FRAGMENTO DEL TEXTO >>

◇ ◇ ◇ ◇ ◇ ◇ ◇

Un breve paréntesis para mencionar que aquí hay dos tipos diferentes de testimonios: los que hacen esos célebres comunicadores coetáneos de su etapa gloriosa, que sitúan correctamente el momento y a los protagonistas (Mariskal Romero, El Pirata, José Miguel López), y el de músicos actuales que, si no ejercen de fans, si se sienten al menos imbuidos por el ejemplo del grupo (Bunbury, Carlos Escobedo de Sôber, Juan Aguirre de Amaral, Carlos Tarque de M Clan, Javier Vargas, Julio Castejón de Asfalto).

¿Lo mejor de la película? La visita que Carlos de Castro hace a la tienda de guitarras eléctricas, explicaciones doctas incluidas. O sin duda el generoso tiempo dedicado a los ensayos en el local, con abundantes bromas y comentarios, y con un sonido muy potente y de calidad. De sobresaliente es su altísima compenetración musical, con las trifulcas aparcadas momentáneamente, arremangados y dándolo todo al tocar.

Más alicientes. Los directores de la película también trasladaron su humilde unidad móvil a Dover, en cuyos alrededores vive y tiene su estudio el venerable Chris Tsangarides, uno de los productores más reputados del rock, que tuvo la difícil labor de grabar en 1984 aquel multitudinario concierto de Madrid, convertido en el doble “Al rojo vivo”. Una botella de Rioja y unas lonchitas de jabugo bastaron para aflojarle los recuerdos y verle sonreír cómplice acerca del significado de la palabra “chapuza”.

◇ ◇ ◇ ◇ ◇ ◇ ◇

Ítems almacenados >>
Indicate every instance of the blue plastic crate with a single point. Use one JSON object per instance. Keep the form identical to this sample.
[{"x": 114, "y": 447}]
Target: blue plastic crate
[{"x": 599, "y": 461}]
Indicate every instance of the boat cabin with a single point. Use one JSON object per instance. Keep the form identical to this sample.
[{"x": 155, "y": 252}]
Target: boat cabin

◇ ◇ ◇ ◇ ◇ ◇ ◇

TAREAS A REALIZAR >>
1. Enumera los comunicadores coetáneos de la etapa gloriosa del grupo que, según el fragmento sobre la película, aportan su testimonio.
2. Prosigue el fragmento sobre la película a partir de su última oración.
Los ítems son un material independiente del fragmento.

RESULTADOS ESPERADOS >>
1. Mariskal Romero, El Pirata y José Miguel López.

2.
Y por quedarme, también me quedo con las imágenes de ese entusiasta fan de la primera fila de su concierto de Bilbao, que lo vivió como si hubiera esperado toda una vida para ese momento. Estoy convencido de que los realizadores pensaban grabar ese día al grupo y se encontraron con este filón inesperado que pedía a gritos darle más protagonismo a la cámara de contraplano.

Es una pena que el género de los documentales musicales no goce de los mismos medios y simpatías que en el mundo anglosajón. Cuando las “majors” discográficas se encargaban de vez en cuando de él estaba claro que había cierto tufillo hagiográfico y lisonjero –quien paga manda–, pero al menos se hacían cosas porque se encargaban. Ahora sencillamente no se hacen porque no son rentables. Una pena.